• TASKS TO CARRY OUT:
[1] List every artist credited with a work in the exhibition listing below.
[2] Reproduce the passage of the exhibition listing starting at "Niele Toroni, Quand" and ending at "- 2011. Courtesy of the artist.".

• TEXT PROVIDED:
## Start

Friday, 27 May 2011


Recreation of Gustav Metzger’s 1956 exhibition/display covering the windows of 30Queens, Kings Lynn, with posters he collected of the exhibition This is Tomorrow shown at the Whitechapel Art Gallery, 1956/2011. Courtesy of the artist. With thanks to Tate Archive and Adrian Glew.

exhibition view

Elena Bajo, Illusion, Delusion, Allusion: The Order of Anarchy (Studies for a Movement at 66 r.p.m), 2011. Courtesy of the artist and D+T Project, Brussels.

Niele Toroni, Quand les empreintes de pinceau n°50 s’affichent sur leurs affiches – Haags Gemeentemuseum, 1994. Courtesy of the artist and Gallery Pietro Sparta, Chagny.

An Exhibition to Hear Read/Une Exposition à être lue, Volume 3. Daily readings at 2pm.

exhibition view with reading plattform

Karin Sander, Mailed Paintings, 2004 - 2011. Courtesy of the artist.

Julia Rometti and Victor Costales, Exotismo Ordinario Internacional Neotropical, 2011. Courtesy of the artists. Booklets available at the front desk.

Study for an exhibition of violence in contemporary art, Institute of Contemporary Art’, February-March 1964.

Emma Bjornesparr, The Commercial Waste Collection, 2011. Courtesy of the artist.

curators’ series # 4
Studies for an Exhibition
07.04.2011 -11.06.2011.

## End

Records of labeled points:
## Start

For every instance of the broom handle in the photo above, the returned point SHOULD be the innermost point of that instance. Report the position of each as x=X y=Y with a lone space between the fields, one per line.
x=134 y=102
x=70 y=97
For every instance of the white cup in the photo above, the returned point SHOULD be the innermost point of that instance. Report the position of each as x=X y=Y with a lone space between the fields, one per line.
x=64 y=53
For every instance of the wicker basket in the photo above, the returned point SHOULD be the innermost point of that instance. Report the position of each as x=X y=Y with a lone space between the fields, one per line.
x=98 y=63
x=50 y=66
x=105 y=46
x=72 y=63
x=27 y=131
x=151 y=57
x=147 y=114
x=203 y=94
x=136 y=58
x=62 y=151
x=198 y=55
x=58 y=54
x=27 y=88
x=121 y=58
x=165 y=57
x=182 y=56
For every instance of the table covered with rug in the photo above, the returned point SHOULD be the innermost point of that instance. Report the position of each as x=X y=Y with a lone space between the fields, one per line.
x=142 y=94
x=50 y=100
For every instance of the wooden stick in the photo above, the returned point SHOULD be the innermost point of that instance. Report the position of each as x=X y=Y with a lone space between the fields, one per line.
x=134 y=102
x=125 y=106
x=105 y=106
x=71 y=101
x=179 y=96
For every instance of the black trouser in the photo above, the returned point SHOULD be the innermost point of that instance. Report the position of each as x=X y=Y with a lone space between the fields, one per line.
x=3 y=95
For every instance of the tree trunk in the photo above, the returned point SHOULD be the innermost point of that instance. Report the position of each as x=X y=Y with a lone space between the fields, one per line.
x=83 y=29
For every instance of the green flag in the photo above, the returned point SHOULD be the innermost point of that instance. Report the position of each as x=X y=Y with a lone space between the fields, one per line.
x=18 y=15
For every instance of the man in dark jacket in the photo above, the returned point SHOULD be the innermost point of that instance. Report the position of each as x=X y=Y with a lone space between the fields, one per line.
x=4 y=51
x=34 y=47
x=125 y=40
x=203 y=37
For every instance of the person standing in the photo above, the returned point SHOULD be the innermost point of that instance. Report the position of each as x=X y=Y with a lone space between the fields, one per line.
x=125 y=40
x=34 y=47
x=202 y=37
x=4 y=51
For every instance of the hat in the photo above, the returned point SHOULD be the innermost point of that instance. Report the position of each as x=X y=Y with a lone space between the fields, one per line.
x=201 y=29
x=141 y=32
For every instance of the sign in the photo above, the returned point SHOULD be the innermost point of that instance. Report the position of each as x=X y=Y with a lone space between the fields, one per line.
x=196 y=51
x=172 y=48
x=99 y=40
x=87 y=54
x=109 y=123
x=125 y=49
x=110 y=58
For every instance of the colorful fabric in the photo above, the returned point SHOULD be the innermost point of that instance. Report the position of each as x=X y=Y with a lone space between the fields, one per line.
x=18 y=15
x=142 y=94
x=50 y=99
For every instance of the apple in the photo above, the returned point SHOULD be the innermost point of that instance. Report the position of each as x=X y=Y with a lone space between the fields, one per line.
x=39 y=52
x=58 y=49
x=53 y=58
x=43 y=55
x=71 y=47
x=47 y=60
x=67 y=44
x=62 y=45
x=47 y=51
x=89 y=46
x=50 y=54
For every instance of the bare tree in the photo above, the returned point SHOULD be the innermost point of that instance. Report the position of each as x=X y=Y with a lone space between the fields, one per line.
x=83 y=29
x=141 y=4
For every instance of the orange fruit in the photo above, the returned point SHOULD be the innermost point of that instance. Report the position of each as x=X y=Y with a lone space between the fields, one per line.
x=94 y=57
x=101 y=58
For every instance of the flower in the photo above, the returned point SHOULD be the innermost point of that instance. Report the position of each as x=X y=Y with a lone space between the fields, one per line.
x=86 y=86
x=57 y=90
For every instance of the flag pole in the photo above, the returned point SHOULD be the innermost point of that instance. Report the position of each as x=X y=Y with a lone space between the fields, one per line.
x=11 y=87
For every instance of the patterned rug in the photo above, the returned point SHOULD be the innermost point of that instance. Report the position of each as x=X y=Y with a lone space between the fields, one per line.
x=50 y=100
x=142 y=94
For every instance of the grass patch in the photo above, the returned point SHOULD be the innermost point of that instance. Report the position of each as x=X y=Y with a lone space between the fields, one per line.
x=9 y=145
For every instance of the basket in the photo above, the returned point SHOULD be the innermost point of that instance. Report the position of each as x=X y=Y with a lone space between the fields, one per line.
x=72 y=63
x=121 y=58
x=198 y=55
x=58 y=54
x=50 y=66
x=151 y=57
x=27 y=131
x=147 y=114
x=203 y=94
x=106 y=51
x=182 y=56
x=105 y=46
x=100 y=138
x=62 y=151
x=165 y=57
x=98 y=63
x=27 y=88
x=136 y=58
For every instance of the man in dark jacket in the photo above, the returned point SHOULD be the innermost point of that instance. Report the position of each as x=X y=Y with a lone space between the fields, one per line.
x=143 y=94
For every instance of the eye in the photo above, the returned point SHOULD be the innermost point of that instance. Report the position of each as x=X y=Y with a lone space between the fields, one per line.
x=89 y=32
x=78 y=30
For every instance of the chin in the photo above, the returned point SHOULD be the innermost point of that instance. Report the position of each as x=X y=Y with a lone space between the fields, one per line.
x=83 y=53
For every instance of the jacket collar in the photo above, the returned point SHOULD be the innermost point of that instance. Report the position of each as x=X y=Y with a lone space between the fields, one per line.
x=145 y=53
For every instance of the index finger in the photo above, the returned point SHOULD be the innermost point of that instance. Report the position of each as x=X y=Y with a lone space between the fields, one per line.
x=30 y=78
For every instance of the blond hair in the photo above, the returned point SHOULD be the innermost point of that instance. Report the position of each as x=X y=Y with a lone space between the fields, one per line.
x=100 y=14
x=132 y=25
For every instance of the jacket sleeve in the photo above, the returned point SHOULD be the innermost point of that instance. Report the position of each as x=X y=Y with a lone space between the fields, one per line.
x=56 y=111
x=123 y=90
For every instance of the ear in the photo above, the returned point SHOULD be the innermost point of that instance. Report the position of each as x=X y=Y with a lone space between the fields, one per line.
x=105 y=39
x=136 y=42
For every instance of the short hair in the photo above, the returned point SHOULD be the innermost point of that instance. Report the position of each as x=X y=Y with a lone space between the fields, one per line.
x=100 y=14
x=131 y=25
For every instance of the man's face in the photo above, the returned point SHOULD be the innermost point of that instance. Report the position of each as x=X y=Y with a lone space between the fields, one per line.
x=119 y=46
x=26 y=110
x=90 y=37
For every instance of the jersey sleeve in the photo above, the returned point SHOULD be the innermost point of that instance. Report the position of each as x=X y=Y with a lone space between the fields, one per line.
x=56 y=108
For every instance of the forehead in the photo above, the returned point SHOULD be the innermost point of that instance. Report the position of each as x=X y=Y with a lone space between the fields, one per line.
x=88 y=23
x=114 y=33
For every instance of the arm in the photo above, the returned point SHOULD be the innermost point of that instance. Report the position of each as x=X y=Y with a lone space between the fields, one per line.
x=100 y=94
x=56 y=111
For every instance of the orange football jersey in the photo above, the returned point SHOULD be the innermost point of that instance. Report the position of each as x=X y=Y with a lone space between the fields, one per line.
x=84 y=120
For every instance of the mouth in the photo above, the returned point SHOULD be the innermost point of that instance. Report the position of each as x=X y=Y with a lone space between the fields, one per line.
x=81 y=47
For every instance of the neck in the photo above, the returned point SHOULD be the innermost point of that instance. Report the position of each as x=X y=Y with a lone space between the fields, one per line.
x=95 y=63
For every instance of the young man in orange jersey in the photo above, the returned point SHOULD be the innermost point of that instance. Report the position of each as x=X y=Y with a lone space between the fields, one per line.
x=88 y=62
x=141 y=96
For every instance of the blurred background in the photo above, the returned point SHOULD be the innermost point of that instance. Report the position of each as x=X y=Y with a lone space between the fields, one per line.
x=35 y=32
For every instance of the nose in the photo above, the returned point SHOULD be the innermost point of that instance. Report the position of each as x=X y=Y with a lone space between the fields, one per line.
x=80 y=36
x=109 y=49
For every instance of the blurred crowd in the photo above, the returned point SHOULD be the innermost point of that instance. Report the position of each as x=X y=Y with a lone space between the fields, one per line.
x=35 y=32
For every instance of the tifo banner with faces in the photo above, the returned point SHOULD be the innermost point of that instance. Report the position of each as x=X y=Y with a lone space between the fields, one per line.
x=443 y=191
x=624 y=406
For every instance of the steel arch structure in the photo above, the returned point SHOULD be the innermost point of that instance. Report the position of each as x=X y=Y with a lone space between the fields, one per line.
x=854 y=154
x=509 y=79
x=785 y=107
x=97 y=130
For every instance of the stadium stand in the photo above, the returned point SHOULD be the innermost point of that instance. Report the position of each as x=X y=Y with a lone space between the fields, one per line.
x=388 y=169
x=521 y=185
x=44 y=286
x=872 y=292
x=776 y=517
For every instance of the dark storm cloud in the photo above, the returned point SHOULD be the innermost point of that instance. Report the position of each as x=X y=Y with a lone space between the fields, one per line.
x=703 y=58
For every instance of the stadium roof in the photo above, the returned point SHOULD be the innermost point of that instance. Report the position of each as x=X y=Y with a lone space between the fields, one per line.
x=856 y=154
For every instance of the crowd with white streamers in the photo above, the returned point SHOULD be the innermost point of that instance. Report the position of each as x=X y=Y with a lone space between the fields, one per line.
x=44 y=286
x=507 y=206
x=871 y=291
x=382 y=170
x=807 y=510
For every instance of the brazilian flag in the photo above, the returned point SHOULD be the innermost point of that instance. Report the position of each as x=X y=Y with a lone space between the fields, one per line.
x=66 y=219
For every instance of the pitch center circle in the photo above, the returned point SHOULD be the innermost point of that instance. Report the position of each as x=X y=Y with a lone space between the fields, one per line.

## End

• EXERCISE RESULTS:
[1]
- Gustav Metzger
- Elena Bajo
- Niele Toroni
- Karin Sander
- Julia Rometti
- Victor Costales
- Emma Bjornesparr

[2]
Niele Toroni, Quand les empreintes de pinceau n°50 s’affichent sur leurs affiches – Haags Gemeentemuseum, 1994. Courtesy of the artist and Gallery Pietro Sparta, Chagny.

An Exhibition to Hear Read/Une Exposition à être lue, Volume 3. Daily readings at 2pm.

exhibition view with reading plattform

Karin Sander, Mailed Paintings, 2004 - 2011. Courtesy of the artist.